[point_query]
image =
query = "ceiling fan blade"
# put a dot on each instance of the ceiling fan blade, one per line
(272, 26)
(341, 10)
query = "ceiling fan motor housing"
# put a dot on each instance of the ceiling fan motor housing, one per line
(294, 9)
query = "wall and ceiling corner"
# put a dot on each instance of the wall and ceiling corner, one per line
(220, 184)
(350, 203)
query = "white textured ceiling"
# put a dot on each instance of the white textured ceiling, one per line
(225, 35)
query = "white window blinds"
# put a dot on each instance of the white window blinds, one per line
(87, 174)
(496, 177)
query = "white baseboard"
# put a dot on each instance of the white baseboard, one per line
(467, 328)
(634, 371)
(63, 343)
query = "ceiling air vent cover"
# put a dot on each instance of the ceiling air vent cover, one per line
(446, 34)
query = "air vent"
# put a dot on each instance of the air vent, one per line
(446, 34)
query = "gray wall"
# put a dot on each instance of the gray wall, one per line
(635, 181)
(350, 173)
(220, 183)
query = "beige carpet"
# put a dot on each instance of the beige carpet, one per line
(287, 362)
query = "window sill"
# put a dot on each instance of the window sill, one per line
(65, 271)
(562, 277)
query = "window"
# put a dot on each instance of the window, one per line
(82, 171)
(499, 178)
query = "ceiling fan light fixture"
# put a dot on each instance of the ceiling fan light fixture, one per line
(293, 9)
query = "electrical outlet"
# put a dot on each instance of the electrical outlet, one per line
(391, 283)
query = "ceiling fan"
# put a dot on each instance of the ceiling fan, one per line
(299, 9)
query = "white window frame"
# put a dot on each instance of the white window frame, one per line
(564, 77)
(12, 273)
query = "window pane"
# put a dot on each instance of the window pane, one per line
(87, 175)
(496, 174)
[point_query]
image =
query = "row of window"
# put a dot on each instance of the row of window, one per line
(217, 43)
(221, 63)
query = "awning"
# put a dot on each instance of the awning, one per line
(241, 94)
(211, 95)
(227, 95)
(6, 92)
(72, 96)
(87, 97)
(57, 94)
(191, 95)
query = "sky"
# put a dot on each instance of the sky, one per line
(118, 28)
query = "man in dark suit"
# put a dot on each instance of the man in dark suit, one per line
----------------------------------------
* Set task: Transcribe all the entries, keeping each one exactly as it is.

* Answer to the task:
[point_query]
image =
query = "ceiling fan blade"
# put a dot on each instance of the ceiling fan blade, one per line
(272, 26)
(341, 10)
query = "ceiling fan motor housing"
# put a dot on each instance of the ceiling fan motor housing, one per line
(294, 9)
query = "wall and ceiling corner"
# put a dot on each instance of the wall and ceiling corner, one per line
(220, 184)
(350, 203)
query = "white textured ceiling"
# put a dot on each instance of the white textured ceiling, one per line
(225, 35)
query = "white window blinds"
# put a dot on each instance of the white window blinds, one per line
(87, 174)
(496, 177)
query = "white baseboard"
# put a dot on each instance of the white baseboard, one per line
(467, 328)
(634, 371)
(63, 343)
query = "ceiling air vent cover"
# put a dot on each instance of the ceiling air vent cover, one per line
(446, 34)
query = "air vent"
# put a dot on each instance of the air vent, one per line
(446, 34)
query = "gray wall"
# put a dot on each instance of the gray wall, one per line
(635, 181)
(350, 173)
(220, 183)
query = "beige carpet"
# put a dot on each instance of the beige carpet, one per line
(287, 362)
query = "window sill"
# put a dot on each instance of the window sill, one per line
(65, 271)
(562, 277)
query = "window"
# put a dot on each instance of the window, one per line
(82, 171)
(499, 178)
query = "ceiling fan light fixture"
# put a dot on each instance of the ceiling fan light fixture, one per line
(293, 9)
query = "electrical outlet"
# put a dot on each instance of the electrical outlet, one per line
(391, 283)
query = "ceiling fan"
# put a dot on each instance of the ceiling fan, one per line
(299, 9)
query = "white window frame"
# put a dot on each instance of the white window frame, one per line
(564, 77)
(12, 273)
query = "window pane"
# put a dot on each instance of the window pane, one per line
(87, 175)
(496, 174)
[point_query]
image =
query = "row of window"
# put a dot on each instance of the row of window, one per line
(217, 43)
(221, 63)
query = "awning"
# put a dot on each instance of the awning, one per line
(241, 94)
(211, 95)
(227, 95)
(6, 92)
(72, 96)
(87, 97)
(57, 94)
(191, 95)
query = "sky"
# put a dot on each instance of the sky, one per line
(118, 28)
query = "man in dark suit"
# put a dot on each instance of the man in dark suit, one per line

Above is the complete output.